[Referring expression pointing data]
++++

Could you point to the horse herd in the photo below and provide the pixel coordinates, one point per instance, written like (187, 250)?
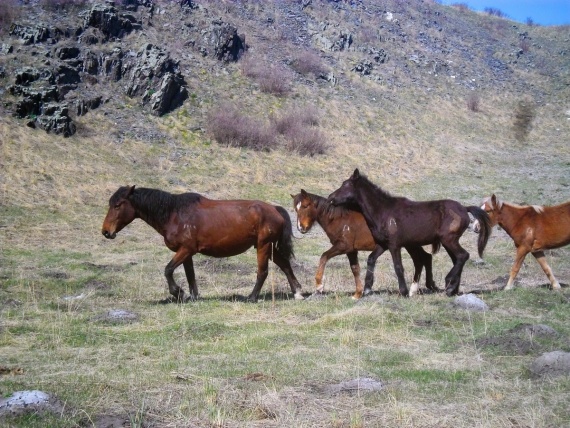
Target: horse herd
(358, 216)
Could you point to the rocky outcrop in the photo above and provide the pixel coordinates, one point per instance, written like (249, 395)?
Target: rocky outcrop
(155, 77)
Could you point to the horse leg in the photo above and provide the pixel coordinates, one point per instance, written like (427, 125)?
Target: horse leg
(179, 258)
(541, 259)
(262, 270)
(399, 269)
(325, 257)
(370, 266)
(285, 266)
(522, 251)
(459, 257)
(191, 277)
(355, 268)
(418, 259)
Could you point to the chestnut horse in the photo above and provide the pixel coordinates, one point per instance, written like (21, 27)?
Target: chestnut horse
(533, 229)
(191, 223)
(396, 222)
(348, 234)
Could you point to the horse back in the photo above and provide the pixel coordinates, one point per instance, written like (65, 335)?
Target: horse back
(553, 226)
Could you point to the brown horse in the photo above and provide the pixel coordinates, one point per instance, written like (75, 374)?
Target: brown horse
(191, 223)
(396, 222)
(533, 229)
(348, 234)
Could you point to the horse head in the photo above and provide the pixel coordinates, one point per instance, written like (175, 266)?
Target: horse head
(346, 193)
(306, 211)
(121, 212)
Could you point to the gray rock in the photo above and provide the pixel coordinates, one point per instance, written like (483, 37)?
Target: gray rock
(470, 302)
(22, 402)
(556, 363)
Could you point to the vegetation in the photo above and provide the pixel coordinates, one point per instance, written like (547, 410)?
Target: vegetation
(219, 362)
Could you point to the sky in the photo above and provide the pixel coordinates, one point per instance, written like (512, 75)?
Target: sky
(543, 12)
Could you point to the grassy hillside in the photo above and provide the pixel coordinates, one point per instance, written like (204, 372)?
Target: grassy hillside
(220, 362)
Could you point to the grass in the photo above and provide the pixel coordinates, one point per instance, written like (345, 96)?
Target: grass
(220, 362)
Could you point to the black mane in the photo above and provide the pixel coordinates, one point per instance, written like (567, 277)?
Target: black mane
(332, 211)
(155, 206)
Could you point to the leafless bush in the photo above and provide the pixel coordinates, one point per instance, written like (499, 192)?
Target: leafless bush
(231, 128)
(9, 12)
(525, 111)
(473, 102)
(308, 62)
(296, 118)
(493, 11)
(271, 79)
(463, 7)
(306, 141)
(298, 127)
(60, 5)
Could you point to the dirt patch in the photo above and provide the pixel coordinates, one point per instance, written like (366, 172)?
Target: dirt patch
(355, 385)
(524, 339)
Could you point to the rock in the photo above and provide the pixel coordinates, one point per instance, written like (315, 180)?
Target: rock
(156, 78)
(22, 402)
(105, 18)
(470, 302)
(556, 363)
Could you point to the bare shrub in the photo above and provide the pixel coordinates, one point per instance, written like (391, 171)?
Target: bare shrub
(306, 141)
(493, 11)
(9, 12)
(270, 78)
(296, 118)
(473, 102)
(60, 5)
(525, 111)
(298, 127)
(463, 7)
(231, 128)
(309, 62)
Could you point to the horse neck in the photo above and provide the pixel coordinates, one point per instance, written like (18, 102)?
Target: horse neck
(509, 216)
(153, 207)
(371, 199)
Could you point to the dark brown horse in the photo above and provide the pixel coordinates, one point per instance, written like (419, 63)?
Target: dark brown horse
(533, 229)
(348, 233)
(396, 222)
(191, 223)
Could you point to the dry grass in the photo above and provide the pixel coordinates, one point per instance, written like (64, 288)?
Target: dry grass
(219, 362)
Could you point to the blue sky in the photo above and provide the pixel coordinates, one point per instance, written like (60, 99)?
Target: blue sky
(543, 12)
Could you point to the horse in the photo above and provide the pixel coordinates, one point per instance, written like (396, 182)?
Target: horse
(191, 223)
(348, 234)
(396, 222)
(533, 229)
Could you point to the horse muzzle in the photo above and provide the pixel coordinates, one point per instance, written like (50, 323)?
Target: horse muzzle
(109, 235)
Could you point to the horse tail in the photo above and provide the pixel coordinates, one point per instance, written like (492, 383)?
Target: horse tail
(285, 243)
(435, 247)
(484, 229)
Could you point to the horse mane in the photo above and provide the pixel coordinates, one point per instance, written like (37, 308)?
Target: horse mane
(537, 208)
(156, 206)
(383, 194)
(330, 210)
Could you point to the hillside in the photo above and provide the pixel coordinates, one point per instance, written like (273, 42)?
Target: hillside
(257, 100)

++++

=== ACTIVITY ===
Only what runs from the line containing "Target: horse tail" through the final line of the entries above belongs in the answer, restated exactly.

=== REPLY ===
Target: horse tail
(285, 243)
(435, 247)
(484, 229)
Could you point to the horse mane in the photo above and provide the pixel coordinates, one point per instance, written like (37, 308)?
Target: horse mane
(537, 208)
(156, 206)
(383, 194)
(330, 210)
Could you point to the hillside in the photo above and provide the pixel coordinates, one point per instance, written like (273, 42)?
Target: hillside
(257, 100)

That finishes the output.